— begin —
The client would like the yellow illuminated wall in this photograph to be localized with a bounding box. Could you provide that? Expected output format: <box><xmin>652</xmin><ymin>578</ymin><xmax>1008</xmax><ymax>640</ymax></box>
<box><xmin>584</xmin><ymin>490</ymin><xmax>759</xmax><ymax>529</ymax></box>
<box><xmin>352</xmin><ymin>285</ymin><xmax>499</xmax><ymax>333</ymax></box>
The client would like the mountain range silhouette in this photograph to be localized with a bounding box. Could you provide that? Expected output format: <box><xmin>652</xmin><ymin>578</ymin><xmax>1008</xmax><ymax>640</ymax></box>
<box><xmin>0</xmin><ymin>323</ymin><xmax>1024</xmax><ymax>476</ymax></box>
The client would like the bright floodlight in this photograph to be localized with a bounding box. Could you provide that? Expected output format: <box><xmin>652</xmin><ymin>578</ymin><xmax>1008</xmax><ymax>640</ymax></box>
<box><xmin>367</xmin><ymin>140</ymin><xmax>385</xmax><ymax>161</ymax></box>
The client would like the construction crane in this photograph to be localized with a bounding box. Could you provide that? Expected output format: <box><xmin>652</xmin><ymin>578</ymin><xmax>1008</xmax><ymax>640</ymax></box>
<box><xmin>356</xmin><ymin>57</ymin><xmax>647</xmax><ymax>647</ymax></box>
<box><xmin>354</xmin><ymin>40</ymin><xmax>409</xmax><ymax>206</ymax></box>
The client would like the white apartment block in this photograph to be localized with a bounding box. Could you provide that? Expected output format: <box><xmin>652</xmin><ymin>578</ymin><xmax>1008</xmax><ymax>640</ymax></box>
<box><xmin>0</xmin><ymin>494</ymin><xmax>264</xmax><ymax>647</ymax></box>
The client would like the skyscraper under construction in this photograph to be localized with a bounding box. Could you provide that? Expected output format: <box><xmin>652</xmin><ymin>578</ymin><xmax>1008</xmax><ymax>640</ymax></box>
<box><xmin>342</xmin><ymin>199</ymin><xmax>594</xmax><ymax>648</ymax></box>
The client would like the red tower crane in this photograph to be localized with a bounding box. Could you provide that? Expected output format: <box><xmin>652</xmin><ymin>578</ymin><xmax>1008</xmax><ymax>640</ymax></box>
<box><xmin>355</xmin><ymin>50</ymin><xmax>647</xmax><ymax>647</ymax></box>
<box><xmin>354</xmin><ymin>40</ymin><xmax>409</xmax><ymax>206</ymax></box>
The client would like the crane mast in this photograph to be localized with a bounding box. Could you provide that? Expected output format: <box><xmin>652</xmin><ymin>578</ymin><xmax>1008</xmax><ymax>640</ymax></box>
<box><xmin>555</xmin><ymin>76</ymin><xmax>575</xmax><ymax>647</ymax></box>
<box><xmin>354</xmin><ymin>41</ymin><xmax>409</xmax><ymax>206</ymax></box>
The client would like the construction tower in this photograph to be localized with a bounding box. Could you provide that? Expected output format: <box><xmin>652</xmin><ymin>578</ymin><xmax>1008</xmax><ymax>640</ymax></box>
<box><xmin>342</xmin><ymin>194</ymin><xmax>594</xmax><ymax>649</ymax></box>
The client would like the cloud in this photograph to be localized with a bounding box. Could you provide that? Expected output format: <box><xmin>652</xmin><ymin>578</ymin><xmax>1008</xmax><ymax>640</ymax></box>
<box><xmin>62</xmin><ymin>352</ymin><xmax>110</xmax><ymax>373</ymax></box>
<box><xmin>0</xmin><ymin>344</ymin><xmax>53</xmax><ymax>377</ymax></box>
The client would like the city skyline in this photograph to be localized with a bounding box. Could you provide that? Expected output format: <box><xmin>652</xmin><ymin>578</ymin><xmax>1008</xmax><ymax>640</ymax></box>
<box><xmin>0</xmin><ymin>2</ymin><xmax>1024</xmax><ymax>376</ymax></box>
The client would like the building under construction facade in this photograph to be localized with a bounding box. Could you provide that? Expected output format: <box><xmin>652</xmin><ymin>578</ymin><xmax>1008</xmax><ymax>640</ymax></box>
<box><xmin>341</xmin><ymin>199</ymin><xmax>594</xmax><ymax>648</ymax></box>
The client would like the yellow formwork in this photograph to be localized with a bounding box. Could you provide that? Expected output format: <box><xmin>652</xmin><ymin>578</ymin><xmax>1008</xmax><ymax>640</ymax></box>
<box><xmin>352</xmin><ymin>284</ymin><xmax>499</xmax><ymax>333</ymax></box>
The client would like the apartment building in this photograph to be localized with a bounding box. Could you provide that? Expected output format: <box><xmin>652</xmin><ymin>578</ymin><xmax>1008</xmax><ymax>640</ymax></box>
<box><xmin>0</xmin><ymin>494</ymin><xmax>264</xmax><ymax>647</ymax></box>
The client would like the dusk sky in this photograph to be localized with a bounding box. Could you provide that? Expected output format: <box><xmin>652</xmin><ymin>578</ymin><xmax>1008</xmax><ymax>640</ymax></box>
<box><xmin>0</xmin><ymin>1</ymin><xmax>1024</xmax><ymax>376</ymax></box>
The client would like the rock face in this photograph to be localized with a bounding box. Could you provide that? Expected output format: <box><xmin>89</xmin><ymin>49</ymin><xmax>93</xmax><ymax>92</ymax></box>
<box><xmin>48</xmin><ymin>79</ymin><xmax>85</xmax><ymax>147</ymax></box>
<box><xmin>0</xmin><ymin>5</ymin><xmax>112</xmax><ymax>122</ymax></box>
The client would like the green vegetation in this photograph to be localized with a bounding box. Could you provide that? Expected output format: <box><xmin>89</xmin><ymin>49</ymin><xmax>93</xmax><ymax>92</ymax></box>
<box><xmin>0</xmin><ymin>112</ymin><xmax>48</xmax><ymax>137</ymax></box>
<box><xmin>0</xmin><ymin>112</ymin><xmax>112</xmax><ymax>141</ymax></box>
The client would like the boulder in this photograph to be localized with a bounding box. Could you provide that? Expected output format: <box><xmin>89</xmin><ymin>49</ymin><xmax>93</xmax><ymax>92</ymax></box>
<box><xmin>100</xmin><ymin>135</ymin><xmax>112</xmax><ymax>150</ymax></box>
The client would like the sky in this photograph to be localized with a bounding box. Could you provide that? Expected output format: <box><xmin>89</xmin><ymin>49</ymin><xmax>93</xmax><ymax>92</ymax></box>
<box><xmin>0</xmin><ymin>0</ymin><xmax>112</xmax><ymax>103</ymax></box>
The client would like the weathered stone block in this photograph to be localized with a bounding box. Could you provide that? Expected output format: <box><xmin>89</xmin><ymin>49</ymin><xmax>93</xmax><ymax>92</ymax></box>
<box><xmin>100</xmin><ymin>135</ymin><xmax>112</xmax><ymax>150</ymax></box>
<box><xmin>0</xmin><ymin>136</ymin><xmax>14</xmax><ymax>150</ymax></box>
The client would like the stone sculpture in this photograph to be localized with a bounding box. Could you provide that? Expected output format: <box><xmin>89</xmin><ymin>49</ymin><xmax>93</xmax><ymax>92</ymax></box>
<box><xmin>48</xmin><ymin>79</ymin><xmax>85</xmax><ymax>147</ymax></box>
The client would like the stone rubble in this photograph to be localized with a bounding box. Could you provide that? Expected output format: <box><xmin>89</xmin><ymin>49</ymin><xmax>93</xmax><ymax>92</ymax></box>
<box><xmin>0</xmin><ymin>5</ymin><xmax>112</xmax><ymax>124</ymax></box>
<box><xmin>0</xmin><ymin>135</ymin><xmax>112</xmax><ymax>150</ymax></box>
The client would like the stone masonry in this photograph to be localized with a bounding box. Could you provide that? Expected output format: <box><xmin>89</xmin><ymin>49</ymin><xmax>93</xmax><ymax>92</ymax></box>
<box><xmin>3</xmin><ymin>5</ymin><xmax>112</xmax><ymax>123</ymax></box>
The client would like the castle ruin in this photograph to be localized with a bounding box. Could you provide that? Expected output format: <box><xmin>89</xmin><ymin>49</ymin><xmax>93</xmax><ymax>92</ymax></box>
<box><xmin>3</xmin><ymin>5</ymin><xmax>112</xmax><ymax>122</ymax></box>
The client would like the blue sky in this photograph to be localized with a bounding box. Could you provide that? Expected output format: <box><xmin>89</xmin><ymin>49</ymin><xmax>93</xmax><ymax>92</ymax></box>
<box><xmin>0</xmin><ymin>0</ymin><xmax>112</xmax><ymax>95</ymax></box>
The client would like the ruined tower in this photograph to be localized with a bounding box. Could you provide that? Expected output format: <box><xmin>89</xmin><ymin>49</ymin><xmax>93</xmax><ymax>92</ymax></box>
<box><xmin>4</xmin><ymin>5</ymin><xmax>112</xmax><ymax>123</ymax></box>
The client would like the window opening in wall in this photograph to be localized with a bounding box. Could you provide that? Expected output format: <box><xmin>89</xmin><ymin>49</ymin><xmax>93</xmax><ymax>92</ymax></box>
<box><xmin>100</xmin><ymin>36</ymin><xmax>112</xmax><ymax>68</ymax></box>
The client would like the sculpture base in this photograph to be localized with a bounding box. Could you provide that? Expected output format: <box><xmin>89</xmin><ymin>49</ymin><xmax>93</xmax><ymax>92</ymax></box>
— end —
WORK REQUIRED
Identify every line in the rows above that holds the word "block", and copy each of those lines.

FULL RESPONSE
The client would like the white apartment block in this photograph to be localized with a bounding box. Could you provide that? Expected output format: <box><xmin>652</xmin><ymin>578</ymin><xmax>1008</xmax><ymax>640</ymax></box>
The client would like the weathered stone block in this photograph to be localized with a bounding box. Could you provide that? Expected output format: <box><xmin>89</xmin><ymin>49</ymin><xmax>93</xmax><ymax>92</ymax></box>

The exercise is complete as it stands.